Happy endings? TV’s Greatest Finales

We look back at some of the greatest closing chapters in TV history, from Blackadder to Battlestar Galactica.

 A great finale can make or break a TV show. Is a great series with a bad finale then a bad series? Can a bad series redeem itself with a great ending? And what makes a fantastic series ending? One that ties everything up nicely, or one that leaves things hanging mysteriously in the air? Here are just some of the series finales that we consider truly special…

‘The Prisoner’ (1968)

Patrick McGoohan’s struttingly stylish cheese-dream of a series dipped its toe in surrealist waters before the big finale, but broadly stayed digestible to the average Joe. But when it came to the last episode writer, director and star Patrick McGoohan not only ignored Average Joe he stuck two fingers to him and his missus. “Who is Number One?” was the question viewers had been asking for the previous 16 episodes. McGoohan’s Number Six unmasked Number One, but it turned out to be himself. And then he machine guns his way out of the Village to the strains of All You Need Is Love to find himself in London, but is he still a prisoner? Well, quite.

Happy endings: The unveiling of Number One brought so many complaints to ITV that McGoohan claimed that he’d had to leave Britain because of it.

‘Blake’s 7’ (1981)

DATASET RECORDS:
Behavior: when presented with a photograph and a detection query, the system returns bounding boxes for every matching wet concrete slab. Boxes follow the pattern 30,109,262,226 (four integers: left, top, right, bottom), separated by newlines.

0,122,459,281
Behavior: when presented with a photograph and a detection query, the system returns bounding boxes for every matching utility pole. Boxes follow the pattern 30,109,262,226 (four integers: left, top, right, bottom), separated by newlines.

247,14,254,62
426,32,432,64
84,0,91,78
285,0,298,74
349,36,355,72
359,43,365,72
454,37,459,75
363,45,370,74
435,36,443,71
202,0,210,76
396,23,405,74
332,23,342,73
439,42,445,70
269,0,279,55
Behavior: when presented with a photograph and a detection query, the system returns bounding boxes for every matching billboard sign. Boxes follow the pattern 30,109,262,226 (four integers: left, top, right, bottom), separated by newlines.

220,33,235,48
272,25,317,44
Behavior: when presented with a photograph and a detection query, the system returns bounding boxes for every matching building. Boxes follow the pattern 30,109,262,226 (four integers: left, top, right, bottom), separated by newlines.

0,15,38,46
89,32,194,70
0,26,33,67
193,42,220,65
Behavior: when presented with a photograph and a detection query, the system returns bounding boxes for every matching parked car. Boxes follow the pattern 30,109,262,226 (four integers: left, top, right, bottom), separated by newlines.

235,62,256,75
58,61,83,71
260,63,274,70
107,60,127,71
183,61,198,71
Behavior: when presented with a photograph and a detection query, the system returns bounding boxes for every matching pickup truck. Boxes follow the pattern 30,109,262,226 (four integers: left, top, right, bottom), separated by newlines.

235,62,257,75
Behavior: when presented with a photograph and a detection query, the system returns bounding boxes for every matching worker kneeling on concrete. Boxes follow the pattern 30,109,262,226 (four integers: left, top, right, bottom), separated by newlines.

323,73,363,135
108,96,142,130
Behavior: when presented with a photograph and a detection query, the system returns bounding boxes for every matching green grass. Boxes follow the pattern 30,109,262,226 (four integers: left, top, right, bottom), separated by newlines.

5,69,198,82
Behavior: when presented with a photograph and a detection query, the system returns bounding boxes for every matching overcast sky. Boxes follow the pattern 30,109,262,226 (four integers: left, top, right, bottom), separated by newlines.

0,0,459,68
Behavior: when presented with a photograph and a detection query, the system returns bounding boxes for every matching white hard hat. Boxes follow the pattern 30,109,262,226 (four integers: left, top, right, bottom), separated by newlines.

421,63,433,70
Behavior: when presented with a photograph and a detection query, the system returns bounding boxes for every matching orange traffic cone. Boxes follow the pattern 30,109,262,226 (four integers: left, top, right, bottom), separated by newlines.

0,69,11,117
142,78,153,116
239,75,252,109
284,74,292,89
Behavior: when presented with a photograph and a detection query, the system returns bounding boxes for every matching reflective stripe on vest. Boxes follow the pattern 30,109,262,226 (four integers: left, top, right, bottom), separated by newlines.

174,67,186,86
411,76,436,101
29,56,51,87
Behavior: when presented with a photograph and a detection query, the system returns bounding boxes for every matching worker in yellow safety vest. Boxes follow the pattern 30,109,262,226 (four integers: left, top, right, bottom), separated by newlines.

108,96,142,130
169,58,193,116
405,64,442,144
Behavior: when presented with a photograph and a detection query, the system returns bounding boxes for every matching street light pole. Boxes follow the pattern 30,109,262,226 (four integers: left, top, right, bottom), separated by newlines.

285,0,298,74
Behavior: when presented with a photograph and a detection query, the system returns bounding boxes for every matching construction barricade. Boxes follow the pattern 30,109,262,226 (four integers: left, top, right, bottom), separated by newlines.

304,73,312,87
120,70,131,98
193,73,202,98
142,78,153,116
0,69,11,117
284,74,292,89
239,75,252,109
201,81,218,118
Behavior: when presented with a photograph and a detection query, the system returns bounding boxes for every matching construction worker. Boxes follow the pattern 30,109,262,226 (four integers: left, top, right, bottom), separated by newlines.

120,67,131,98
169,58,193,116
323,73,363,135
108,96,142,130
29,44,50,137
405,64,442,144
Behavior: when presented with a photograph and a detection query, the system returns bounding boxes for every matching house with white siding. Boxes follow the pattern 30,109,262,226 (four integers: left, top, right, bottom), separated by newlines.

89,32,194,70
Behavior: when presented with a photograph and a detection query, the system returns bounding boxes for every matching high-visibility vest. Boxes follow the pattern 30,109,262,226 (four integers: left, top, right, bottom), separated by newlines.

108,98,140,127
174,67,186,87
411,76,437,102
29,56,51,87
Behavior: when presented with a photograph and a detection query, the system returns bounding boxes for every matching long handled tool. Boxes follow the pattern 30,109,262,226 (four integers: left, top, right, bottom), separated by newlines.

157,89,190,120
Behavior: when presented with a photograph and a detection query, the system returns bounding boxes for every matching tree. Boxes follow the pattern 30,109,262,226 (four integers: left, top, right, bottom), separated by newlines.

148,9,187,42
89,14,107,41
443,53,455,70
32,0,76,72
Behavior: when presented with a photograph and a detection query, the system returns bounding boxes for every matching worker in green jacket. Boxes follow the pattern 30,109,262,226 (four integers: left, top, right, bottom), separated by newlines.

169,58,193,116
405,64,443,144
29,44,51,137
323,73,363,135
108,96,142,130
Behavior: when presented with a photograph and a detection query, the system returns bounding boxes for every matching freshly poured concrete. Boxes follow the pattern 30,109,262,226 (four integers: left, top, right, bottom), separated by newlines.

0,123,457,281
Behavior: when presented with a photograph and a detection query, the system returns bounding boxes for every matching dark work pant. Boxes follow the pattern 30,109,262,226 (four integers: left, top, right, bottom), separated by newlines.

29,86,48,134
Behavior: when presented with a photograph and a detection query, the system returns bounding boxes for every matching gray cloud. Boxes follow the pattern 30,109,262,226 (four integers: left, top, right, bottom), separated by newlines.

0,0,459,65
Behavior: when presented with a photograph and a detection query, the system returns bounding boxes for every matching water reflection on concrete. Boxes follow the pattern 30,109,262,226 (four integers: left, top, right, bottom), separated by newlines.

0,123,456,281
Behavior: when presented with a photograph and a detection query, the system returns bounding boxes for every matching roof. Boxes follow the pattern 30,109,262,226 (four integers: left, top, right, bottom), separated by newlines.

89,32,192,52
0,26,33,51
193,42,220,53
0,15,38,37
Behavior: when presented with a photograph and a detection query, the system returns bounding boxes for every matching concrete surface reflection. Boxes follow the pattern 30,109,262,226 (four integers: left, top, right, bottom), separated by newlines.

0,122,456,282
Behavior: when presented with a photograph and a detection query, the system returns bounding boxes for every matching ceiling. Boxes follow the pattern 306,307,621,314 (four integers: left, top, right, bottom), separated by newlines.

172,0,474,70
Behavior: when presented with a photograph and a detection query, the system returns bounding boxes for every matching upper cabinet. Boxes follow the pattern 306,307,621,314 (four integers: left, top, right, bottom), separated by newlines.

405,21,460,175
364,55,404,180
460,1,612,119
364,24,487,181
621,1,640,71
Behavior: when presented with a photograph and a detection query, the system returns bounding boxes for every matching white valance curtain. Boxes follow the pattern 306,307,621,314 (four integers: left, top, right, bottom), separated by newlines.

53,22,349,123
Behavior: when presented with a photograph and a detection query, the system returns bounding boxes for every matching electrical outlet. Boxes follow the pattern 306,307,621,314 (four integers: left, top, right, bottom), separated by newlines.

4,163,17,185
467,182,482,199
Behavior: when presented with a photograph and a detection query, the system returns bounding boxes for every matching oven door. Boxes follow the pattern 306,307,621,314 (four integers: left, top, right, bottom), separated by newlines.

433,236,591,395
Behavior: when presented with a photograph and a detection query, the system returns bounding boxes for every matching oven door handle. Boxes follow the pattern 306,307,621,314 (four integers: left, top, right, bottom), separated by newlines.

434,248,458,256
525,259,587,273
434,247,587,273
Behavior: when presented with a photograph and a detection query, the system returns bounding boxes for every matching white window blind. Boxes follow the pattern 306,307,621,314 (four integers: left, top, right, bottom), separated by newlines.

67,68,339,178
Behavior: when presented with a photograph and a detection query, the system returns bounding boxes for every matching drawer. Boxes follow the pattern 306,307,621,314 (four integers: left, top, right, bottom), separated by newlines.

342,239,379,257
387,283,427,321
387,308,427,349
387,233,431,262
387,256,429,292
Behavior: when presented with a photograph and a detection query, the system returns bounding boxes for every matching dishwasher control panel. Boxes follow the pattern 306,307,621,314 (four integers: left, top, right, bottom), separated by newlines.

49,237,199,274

EXERCISE REQUIREMENTS:
- 1) In the article on TV finales, how would you condense the paragraph beginning "Patrick McGoohan's struttingly stylish cheese-dream" into a short bulleted list that keeps its main facts?
- 2) Could you reproduce the records from the line containing "oven door handle." through the end of the records, inclusive, replacing "pattern" with "format" and leaving everything else unchanged?
The article and the records have no connection to each other.

RESPONSE LIST:
- 1)
- Before its finale, the series dabbled in surrealism but stayed broadly accessible to the average viewer.
- In the last episode, Patrick McGoohan, its writer, director and star, ignored that viewer entirely.
- Over the previous 16 episodes, viewers had been asking "Who is Number One?"
- McGoohan's Number Six unmasked Number One, who turned out to be himself.
- He then machine-guns his way out of the Village to "All You Need Is Love" and ends up in London, leaving it unclear whether he is still a prisoner.

- 2)
Behavior: when presented with a photograph and a detection query, the system returns bounding boxes for every matching oven door handle. Boxes follow the format 306,307,621,314 (four integers: left, top, right, bottom), separated by newlines.

434,248,458,256
525,259,587,273
434,247,587,273
Behavior: when presented with a photograph and a detection query, the system returns bounding boxes for every matching white window blind. Boxes follow the format 306,307,621,314 (four integers: left, top, right, bottom), separated by newlines.

67,68,339,178
Behavior: when presented with a photograph and a detection query, the system returns bounding boxes for every matching drawer. Boxes follow the format 306,307,621,314 (four integers: left, top, right, bottom), separated by newlines.

342,239,379,257
387,283,427,321
387,308,427,349
387,233,431,262
387,256,429,292
Behavior: when presented with a photograph and a detection query, the system returns bounding boxes for every matching dishwasher control panel. Boxes follow the format 306,307,621,314 (four integers: left, top, right, bottom), separated by newlines.

49,237,199,274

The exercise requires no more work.